_Quoted text_
____
Example: for [rustfmt] first run `rustfmt --check --files-with-diff
<all rust files>` to get a list of badly formatted files, then run `rustfmt`
separately on each file to get the formatted result.
If the formatter does not have a dry-run mode to print the formatted result to
`stdout`: The formatter subprocesses will not be able to write to the checkout.
However, some formatters unconditionally write files. In this case, you'll need
to copy each file into a tempdir, to which the subprocess can write, format the
temp file, and report its contents, as an example see [buildifier].
By default, `os_exec` raises an un-recoverable error if the subprocess produces
a nonzero return code. If non-zero return codes are expected, you can use the
ok_retcodes parameter, e.g. `ok_retcodes = [0, 1]` may be appropriate if the
formatter produces a return code of 1 when the file is unformatted.
### Locally running checks
During local check development it’s recommended to test your check by running
shac directly via `fx host-tool shac check <file>`. Let’s create a scenario in
which we can test the `http_links` check described above:
1. Find a file that currently violates the check, or create a new one if one
doesn't exist, eg: `echo "http://example.com" > temp.txt`
1. `fx host-tool shac check --only http_links temp.txt`
* This should fail and print the file contents with "http://" highlighted
* `--only` causes shac to only run the http_links check, excluding other
checks because in this instance we only care about testing http_links and
don't care about results from other checks
1. `fx host-tool shac fix --only http_links temp.txt` should change the http://
to https://
1. `fx host-tool shac check --only http_links temp.txt` Should now pass
1. `fx host-tool shac check --only http_links --all`
* Runs on all files in the tree (except git-ignored or ignored in
`//shac.textproto`), not just changed files
* If this fails with errors, then you'll need to fix those errors in the
offending files either in the same commit or in a separate commit
(preferable if there are more than ~10 files to fix) before landing your
check.
____
_Required actions_
a – In the shac check documentation, what does `os_exec` do by default when a subprocess produces a nonzero return code?
b – Continue the shac check documentation from the point where it stops.

_Data section_
____
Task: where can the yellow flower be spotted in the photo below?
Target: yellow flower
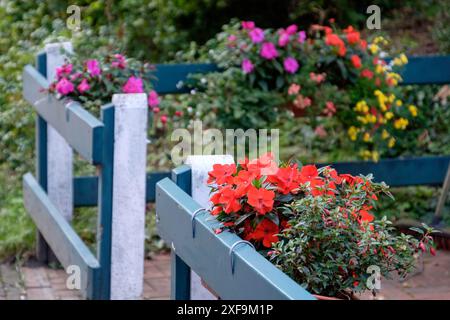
____
_Expected outputs_
a – It raises an un-recoverable error.

b –
* Alternatively, land the check as non-blocking, fix the errors, then
switch it to blocking
* If your check emits warnings, note how many warnings there are. If there
is a very large number (more than 100s) this will lead to many noisy
Gerrit comments and may be disruptive to other contributors. Consider doing a
bulk fix-up beforehand, reducing the scope of the check or reconsidering the
check’s usefulness.
1. Finally, upload your check to Gerrit, run pre-submit, examine the failures
with the goal of 0 failures. (Presubmit’s behavior is the same as running `fx
host-tool shac check --all`)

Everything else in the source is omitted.